* [Work to complete] Count the lines in the entries below that contain the string "short", and reply with the number alone.

* [Material shown]
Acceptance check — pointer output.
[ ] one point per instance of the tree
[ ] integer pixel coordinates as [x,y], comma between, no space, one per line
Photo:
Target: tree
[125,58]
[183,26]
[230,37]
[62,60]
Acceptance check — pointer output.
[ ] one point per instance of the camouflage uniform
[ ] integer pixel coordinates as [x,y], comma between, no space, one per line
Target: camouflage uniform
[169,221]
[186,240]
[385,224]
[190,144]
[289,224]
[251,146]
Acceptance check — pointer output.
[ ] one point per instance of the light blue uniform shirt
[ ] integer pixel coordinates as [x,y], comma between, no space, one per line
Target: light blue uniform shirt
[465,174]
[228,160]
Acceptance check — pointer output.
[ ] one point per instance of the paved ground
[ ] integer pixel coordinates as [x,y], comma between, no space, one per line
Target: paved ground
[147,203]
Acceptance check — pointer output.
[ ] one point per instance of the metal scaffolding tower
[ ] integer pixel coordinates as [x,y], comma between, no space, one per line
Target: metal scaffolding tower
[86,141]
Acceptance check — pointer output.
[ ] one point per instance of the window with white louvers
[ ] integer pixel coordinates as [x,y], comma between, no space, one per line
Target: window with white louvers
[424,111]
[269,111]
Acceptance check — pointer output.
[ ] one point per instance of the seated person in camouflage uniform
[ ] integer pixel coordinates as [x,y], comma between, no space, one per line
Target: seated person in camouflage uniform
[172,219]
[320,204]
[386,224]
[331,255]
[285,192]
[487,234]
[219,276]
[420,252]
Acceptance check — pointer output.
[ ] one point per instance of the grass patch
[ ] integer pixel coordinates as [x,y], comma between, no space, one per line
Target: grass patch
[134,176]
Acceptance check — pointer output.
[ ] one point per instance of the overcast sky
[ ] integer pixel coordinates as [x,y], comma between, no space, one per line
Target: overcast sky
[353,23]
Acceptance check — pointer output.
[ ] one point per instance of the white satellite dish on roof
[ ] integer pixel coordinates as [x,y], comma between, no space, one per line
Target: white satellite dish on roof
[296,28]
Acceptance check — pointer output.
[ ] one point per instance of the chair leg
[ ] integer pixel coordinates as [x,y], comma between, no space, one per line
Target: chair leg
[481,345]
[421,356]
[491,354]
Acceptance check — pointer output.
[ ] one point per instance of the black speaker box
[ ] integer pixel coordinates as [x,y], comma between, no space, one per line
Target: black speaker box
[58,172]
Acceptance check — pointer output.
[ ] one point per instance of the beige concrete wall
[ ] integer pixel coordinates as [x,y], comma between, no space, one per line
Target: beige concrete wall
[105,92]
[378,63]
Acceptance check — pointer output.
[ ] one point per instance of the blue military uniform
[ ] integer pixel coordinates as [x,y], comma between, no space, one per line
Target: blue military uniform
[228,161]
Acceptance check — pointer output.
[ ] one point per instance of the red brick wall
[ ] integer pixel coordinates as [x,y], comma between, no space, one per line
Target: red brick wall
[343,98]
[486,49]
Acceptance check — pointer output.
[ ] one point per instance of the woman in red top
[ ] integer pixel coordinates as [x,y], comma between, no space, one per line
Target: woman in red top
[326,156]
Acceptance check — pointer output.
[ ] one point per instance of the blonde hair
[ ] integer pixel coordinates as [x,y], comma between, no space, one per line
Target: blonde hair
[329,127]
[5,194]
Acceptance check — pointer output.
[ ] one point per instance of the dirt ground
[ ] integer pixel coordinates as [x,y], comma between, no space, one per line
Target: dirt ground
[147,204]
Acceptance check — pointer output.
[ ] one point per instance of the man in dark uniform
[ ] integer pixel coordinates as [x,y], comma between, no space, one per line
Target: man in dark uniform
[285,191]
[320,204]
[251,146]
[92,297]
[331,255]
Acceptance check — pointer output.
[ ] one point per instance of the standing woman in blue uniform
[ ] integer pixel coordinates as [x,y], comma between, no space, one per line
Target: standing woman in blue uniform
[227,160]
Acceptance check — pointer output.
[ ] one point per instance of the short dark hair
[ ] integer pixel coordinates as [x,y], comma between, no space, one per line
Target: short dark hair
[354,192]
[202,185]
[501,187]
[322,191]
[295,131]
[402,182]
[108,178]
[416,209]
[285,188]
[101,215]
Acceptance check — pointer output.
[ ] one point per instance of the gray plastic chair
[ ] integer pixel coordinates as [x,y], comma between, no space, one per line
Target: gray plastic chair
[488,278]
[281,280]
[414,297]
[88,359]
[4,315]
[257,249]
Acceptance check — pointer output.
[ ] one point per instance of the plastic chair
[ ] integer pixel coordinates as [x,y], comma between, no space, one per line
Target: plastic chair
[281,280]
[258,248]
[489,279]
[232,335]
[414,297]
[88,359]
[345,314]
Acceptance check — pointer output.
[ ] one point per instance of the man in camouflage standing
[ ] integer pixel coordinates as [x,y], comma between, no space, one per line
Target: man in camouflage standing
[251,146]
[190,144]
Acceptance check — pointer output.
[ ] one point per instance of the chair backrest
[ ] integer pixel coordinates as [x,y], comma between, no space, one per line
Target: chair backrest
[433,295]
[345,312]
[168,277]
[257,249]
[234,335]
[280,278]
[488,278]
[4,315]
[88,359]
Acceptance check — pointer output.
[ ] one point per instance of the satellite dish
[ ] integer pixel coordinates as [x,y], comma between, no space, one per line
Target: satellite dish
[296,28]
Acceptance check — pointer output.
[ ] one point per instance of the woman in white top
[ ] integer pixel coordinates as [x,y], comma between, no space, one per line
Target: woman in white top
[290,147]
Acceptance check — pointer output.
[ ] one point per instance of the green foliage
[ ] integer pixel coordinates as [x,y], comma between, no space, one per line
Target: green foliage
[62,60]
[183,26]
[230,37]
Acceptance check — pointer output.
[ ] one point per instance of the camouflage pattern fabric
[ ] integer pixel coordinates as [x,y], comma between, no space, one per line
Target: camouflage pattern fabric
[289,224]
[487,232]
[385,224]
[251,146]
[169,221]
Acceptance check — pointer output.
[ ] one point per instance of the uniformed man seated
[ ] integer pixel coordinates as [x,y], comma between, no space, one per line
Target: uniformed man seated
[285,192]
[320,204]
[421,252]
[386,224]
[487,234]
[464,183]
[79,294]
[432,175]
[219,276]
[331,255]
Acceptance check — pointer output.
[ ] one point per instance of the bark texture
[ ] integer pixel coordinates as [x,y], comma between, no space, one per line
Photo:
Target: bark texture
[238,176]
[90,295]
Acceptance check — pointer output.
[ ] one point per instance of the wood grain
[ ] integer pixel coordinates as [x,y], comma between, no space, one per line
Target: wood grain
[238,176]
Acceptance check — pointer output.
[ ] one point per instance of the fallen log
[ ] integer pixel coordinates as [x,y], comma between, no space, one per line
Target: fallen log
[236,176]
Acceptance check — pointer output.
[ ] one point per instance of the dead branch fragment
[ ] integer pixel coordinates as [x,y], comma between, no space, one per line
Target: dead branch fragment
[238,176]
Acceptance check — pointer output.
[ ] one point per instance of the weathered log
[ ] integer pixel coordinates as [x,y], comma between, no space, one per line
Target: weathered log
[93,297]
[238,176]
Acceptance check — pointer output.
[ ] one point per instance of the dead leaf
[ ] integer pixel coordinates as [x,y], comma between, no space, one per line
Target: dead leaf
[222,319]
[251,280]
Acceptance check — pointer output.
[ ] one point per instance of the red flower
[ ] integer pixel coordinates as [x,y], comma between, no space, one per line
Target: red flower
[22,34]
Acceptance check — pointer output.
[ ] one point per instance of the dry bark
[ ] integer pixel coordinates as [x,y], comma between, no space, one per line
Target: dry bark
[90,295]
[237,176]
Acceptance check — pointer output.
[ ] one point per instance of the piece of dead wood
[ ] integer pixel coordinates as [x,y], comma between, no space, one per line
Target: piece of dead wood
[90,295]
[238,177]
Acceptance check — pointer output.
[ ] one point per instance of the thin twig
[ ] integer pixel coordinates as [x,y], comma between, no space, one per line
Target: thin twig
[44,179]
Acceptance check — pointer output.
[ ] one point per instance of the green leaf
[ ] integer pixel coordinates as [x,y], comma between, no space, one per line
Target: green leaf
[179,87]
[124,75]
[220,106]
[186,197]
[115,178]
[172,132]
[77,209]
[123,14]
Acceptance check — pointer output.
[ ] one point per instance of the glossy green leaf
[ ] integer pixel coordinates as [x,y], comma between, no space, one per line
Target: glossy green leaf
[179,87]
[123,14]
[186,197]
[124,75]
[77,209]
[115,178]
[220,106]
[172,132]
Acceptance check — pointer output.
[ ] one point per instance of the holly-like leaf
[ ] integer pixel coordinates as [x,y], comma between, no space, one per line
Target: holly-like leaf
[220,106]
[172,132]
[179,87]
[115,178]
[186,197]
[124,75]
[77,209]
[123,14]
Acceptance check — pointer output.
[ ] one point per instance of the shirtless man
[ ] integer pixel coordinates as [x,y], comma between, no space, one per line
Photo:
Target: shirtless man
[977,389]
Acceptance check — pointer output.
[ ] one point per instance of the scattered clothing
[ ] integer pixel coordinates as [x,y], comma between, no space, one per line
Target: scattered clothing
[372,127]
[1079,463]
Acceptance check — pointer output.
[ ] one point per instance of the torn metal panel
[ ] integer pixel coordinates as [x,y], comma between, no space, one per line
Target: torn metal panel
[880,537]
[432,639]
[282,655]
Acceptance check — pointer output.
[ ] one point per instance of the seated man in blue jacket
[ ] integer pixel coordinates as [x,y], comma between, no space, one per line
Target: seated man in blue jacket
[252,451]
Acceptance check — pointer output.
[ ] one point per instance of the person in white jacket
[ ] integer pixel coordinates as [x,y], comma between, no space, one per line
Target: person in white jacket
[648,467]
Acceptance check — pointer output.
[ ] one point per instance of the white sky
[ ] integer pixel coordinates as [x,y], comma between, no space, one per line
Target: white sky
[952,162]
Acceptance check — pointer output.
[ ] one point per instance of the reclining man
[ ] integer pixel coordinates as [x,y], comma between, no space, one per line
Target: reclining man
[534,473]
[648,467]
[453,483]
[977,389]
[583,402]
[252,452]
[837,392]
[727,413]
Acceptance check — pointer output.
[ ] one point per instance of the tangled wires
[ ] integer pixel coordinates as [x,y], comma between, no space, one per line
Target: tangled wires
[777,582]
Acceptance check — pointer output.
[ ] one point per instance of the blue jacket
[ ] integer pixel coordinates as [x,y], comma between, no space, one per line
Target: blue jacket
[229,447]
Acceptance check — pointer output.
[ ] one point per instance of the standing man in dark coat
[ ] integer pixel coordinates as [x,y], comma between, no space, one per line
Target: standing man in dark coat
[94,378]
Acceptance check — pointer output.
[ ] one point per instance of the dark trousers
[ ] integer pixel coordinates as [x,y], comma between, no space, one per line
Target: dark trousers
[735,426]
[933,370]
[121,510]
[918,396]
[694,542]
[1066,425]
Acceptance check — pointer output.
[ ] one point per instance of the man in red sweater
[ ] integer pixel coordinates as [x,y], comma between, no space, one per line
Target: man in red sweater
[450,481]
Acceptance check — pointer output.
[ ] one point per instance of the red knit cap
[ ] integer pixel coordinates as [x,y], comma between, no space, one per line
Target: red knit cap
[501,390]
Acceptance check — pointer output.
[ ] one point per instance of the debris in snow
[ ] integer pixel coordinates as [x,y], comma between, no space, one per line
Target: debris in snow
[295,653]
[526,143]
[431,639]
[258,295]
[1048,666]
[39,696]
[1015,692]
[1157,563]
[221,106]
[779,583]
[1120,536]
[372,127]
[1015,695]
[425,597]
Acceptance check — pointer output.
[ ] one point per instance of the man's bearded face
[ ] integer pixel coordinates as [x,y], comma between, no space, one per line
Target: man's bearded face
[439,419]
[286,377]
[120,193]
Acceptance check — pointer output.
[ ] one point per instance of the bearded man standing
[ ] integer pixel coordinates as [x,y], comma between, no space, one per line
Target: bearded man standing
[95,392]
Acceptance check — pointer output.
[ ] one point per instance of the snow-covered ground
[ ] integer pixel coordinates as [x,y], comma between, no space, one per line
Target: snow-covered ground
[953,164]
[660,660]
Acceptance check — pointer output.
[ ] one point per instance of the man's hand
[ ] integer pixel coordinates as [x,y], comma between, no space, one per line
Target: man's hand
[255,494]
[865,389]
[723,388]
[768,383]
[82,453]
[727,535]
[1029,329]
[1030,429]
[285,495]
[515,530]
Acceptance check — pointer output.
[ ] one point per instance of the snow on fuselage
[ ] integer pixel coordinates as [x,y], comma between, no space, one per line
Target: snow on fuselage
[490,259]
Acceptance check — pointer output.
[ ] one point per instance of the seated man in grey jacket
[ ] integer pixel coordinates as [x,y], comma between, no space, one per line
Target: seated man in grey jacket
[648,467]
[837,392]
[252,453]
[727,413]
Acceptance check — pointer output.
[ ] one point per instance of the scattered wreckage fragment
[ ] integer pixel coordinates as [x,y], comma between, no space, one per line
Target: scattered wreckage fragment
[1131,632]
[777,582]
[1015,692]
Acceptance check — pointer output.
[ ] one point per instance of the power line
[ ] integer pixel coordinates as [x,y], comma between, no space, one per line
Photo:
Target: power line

* [Reply] 2